§ **Verilen Alıştırma**:
Aşağıdaki gelişmekte olan ülkeler metnine dayanarak şu soruları cevaplayınız:
(a) Doğu Bloku hangi yılda çözülmüştür?
(b) Metinde çevre ülkeler nasıl tanımlanmaktadır?
(c) Lenin'e göre günümüzdeki geri kalmışlığın genel çerçevesini çizen tarihsel neden nedir?

§ **Seçilen Metin**:
_ _ _ _ _
DÜNYA EKONOMİSİ - Ünite 4: Gelişmekte Olan Ülkeler Özeti :

PAYLAŞ:

Ünite 4: Gelişmekte Olan Ülkeler

Giriş

18. yüzyılın ikinci yarısından itibaren Sanayi Devrimini yaşayan Avrupa kaynaklı toplumlar bu devrimi yaşamakta geç kalan tarımsal ülke ekonomileri ile aradaki farkı katlayarak açmaktadır. Teknoloji üretme gücüne sahip gelişmiş ülkeler I. Dünya Savaşından 1990’lı yıllara kadar iki alternatif ekonomik sisteme bağlı olarak gelişmelerini sürdürmüşlerdir. Kapitalizmi benimseyen ülkeler “Zenginler Kulübü, Sanayileşmiş Ülkeler, Batı Bloku gibi isimler almıştır. Sosyalizmi benimseyen ülkeler ise II. Dünya Ülkeleri, Demir Perde, Doğu Bloku gibi isimler almıştır. II. Dünya Savaşından sonra iki blok arasında şiddetli tartışmalar yaşanmış, 1991 yılında Doğu Bloku çözülmüştür. 1990 yılından sonra başlayan teknoloji üretme rekabeti, kapitalizmi veya sosyalizmi benimseyen çevre ülkeleri ortaya çıkarmıştır. Çevre ülkeler teknoloji üretemeyen ya da çok kısıtlı olarak üreten ülkelerdir. Bu gruba Üçüncü Dünya Ülkeleri, Bağlantısızlar, Gelişmekte Olan Ülkeler, Azgelişmiş Ülkeler gibi isimler verilmiştir.

Geri Kalmışlığın Belirtileri Nelerdir

Ülkelerin geri kalmışlığını gösteren çeşitli belirtiler bulunmaktadır. Bunlar gelişmiş ülkelerde bulunmayan problemlerdir. Geri kalmışlığın belirtilerini aşağıdaki gibi sıralamak mümkündür:

  • Bir ülkede okuryazar olmayanların çoğunlukta olması
  • Kadının erkekten aşağıda tutulması
  • Beslenme yetersizliği
  • Sağlığı korumada yetersizlik
  • Ulusal ve ekonomik bütünlüğün zayıflığı
  • Yapısal işsizlik
  • Kişi başına ulusal gelirin düşüklüğü
  • Sınırlı bir sanayileşme
  • Tarımla uğraşan nüfusun çokluğu
  • Şişkin bir hizmet kesimi
  • Ekonomik açıdan kapitalist ülkelere bağımlılık
  • Baskıcı siyasal rejimler
  • Bozuk gelir dağılımı

Geri Kalmışlığın Nedenleri Nelerdir

Geri kalmışlığı tek bir nedene bağlı olarak açıklamak mümkün değildir. Geri kalmışlık karmaşık bir olgudur. Geri kalmışlığı ülkelere özgü ırk, din, coğrafi konum gibi endojen nedenlere bağlayan görüşler yüzyılımızın başında reddedilmiştir. Lenin geri kalmışlığın nedenini ülkelerin birbirleri ile giriştikleri ilişkilerin bir sonucu olarak görmektedir. Ona göre, hemen hemen bütün geri kalmış ülkeler için geçerli olan tarihsel bir neden günümüzdeki geri kalmışlığın genel çerçevesini çizmektedir. Bu da Batı kapitalizmi ve emperyalizm yani sömürgeciliktir.
_ _ _ _ _
§ **Ham Öğeler**:

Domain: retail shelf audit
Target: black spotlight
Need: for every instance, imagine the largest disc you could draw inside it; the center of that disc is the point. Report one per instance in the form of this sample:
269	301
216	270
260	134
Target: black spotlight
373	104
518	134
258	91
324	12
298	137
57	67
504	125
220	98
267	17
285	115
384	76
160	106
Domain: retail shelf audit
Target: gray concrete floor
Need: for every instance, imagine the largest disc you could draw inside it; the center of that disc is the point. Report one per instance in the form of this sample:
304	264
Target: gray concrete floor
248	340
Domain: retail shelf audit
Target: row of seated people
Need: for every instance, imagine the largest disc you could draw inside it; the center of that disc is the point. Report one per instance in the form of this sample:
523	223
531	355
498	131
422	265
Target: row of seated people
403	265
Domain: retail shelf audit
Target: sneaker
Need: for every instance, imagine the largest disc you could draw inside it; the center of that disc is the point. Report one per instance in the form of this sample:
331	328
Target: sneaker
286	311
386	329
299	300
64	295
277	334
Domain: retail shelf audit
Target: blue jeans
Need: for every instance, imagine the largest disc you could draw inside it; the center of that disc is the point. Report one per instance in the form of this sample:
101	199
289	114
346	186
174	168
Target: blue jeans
_ _ _ _ _
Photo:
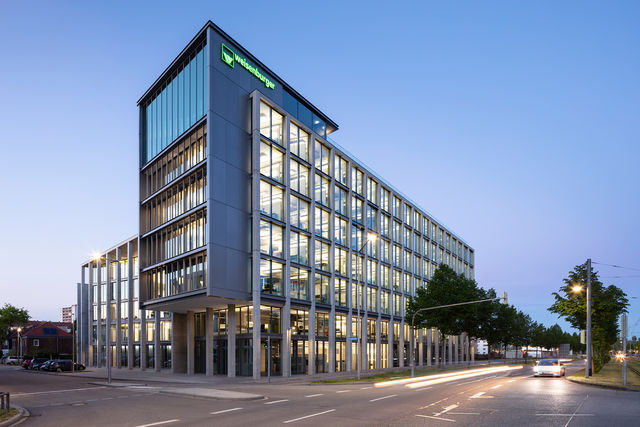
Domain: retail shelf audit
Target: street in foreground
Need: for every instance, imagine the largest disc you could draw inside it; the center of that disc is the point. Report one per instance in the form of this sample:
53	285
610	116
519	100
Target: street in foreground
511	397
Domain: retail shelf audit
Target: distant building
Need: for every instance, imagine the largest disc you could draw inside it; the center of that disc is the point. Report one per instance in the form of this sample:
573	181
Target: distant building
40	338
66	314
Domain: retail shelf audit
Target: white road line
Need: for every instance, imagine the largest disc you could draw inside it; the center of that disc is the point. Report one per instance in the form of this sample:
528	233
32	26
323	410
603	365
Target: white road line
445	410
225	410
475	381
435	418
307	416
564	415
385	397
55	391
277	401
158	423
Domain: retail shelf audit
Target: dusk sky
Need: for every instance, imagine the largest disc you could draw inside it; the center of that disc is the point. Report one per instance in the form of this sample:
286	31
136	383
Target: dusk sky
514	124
_ _ _ _ _
§ **Yazılı Çözüm**:
(a) 1991 yılında.
(b) Teknoloji üretemeyen ya da çok kısıtlı olarak üreten ülkeler olarak.
(c) Batı kapitalizmi ve emperyalizm, yani sömürgecilik.